Fasse den folgenden Text über Horst Mahler und die politischen Extreme in zwei Sätzen zusammen.

● **Vorliegender Text**
+===+

Horst Mahler mag in diesem Umfeld agiert haben, er war aber auch schon vor dem Deutschen Herbst eher national bzw. ultrakonservativ verortet. Auch seine Mitgliedschaft in der Studentenverbindung „Landsmannschaft Thuringia“, lassen linke Wurzeln nicht gerade vermuten, denn diese Karnevalsvereine sind nicht unbedingt ein Hort linker Gesinnung.
Dass die politischen Extreme nicht weit auseinander liegen, konnte man schon immer daran festmachen, dass sie zu Freiheitsrechten im Allgemeinen und der Meinungfreiheit Anderer ein eher angespanntes Verhältnis haben.
"Seid ihr von der judäischen Volksfront?" - "Judäische Volksfront? Quatsch, wir sind die Volksfront von Judäa!"
Mit dem Thema des Verhältnisses von Freiheitsrechten würde ich in diesem Kontext etwas aufpassen, weil man das mMn nicht so ganz zu Ende gedacht ist. Ich würde vielleicht eher mit "Freiheitsbegriffen" arbeiten und wenn man sie die ansieht und dabei ehrlich zu sich selbst ist, wird man zu dem Schluss kommen, das weder das rechts Spektrum, noch das Linke und genau so wenig, die sogenannte politische Mitte da ein allumfassendes Bild vorweisen können, an das sie sich auch konsequent halten.

+===+

● **Gegebenes Material**
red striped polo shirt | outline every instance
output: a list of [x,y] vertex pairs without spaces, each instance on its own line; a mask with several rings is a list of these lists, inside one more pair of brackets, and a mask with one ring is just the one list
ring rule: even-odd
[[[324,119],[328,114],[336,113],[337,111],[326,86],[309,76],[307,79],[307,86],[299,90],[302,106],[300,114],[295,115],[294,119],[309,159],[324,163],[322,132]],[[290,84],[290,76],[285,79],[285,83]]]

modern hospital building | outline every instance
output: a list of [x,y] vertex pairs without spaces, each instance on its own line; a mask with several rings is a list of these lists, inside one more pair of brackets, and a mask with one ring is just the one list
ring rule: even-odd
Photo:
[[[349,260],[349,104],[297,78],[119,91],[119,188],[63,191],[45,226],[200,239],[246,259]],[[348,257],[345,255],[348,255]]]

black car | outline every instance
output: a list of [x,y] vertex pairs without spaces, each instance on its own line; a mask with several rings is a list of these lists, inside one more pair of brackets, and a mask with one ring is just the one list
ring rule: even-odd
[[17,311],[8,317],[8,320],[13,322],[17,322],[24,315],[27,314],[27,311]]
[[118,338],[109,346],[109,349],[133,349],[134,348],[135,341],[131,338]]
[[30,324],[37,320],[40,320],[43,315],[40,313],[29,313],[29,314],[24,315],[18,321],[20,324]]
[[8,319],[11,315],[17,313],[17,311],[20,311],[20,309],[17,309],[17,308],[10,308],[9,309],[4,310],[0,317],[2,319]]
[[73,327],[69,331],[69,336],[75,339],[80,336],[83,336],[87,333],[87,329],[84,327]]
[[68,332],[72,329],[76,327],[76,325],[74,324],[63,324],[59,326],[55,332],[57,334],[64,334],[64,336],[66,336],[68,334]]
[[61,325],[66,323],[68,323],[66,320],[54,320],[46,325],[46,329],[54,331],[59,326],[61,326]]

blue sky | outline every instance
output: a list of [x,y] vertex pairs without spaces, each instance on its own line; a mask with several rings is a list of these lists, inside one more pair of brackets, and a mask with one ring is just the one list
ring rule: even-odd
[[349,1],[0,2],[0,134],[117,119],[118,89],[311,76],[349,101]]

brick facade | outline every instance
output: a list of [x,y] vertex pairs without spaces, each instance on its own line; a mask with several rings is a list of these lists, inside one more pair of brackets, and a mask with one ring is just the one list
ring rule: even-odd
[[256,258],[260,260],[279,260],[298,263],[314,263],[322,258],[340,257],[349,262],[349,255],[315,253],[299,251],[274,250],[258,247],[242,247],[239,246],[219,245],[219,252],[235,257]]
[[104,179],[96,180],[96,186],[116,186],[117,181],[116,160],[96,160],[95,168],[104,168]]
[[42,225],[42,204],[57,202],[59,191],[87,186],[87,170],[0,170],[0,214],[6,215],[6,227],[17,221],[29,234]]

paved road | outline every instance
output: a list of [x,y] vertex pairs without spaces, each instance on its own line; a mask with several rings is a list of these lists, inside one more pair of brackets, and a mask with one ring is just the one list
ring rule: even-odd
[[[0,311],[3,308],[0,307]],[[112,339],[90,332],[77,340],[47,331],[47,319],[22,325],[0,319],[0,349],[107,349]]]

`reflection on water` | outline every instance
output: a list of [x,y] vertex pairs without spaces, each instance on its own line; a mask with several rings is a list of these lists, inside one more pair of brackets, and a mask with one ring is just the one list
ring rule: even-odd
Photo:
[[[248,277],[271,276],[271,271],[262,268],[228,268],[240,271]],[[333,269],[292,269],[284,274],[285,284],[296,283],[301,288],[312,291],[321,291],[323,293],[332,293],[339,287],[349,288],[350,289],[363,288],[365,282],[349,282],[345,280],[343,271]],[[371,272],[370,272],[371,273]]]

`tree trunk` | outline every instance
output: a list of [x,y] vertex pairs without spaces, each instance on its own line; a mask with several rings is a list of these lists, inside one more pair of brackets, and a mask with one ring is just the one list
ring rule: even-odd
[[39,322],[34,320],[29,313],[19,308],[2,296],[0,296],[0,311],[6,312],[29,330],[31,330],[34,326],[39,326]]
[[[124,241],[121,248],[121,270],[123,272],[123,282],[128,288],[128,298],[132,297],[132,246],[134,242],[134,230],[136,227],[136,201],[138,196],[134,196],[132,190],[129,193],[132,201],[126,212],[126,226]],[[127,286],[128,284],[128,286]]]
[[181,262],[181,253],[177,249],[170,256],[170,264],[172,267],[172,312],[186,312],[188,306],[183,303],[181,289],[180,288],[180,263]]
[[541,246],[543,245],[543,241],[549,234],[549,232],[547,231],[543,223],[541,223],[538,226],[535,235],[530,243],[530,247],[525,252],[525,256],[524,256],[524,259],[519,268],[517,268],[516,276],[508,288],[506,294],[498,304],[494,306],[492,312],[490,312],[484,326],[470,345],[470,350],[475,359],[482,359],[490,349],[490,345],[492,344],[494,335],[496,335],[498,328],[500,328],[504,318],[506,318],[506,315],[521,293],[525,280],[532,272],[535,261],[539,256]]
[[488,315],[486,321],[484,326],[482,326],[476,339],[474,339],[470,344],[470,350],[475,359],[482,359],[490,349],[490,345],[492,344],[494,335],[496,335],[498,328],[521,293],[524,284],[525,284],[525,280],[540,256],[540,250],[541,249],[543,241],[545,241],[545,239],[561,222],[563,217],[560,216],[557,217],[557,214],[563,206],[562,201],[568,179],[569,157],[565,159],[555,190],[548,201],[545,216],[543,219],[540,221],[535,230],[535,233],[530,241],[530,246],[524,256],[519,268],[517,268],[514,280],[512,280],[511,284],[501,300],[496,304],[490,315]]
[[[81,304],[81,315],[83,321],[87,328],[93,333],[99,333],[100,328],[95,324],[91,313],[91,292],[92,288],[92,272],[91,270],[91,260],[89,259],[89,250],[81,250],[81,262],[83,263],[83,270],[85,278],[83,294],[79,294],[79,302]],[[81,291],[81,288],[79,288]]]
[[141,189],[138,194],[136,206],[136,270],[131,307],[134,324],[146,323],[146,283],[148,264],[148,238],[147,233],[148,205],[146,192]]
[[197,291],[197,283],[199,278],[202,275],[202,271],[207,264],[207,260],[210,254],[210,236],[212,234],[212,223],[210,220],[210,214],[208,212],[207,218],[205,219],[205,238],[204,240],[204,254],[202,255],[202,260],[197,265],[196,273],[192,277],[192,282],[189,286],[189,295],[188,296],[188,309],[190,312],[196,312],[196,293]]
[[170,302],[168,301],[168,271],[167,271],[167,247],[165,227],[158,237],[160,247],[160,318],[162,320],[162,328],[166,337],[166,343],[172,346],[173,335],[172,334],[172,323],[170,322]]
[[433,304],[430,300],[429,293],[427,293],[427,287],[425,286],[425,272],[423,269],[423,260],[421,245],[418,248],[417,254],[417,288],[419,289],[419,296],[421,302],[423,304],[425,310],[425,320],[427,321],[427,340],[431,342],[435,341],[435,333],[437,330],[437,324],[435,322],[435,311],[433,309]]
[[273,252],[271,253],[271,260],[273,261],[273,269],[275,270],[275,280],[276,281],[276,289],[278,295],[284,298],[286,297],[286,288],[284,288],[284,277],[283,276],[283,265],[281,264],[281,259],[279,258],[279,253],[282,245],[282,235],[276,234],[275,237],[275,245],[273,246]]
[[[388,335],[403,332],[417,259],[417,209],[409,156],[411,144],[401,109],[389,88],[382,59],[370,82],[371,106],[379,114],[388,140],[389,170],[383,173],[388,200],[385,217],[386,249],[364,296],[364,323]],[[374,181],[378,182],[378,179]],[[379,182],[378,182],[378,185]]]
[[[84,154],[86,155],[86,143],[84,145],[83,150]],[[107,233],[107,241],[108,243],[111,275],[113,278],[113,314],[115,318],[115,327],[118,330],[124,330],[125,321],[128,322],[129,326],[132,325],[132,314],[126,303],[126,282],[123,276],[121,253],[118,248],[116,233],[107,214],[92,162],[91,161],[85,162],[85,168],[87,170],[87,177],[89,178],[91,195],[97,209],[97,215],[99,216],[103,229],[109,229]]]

+===+

● **Ergebnis**
Horst Mahler wird schon vor dem Deutschen Herbst als eher national bzw. ultrakonservativ verortet beschrieben, und auch seine Mitgliedschaft in der Studentenverbindung „Landsmannschaft Thuringia“ lasse keine linken Wurzeln vermuten. Zudem heißt es, die politischen Extreme lägen nicht weit auseinander, weil sie ein angespanntes Verhältnis zu Freiheitsrechten und zur Meinungsfreiheit Anderer hätten, während ein weiterer Beitrag rät, eher mit „Freiheitsbegriffen“ zu arbeiten, da weder die Rechte noch die Linke noch die politische Mitte ein allumfassendes Bild vorweisen könne, an das sie sich konsequent halte.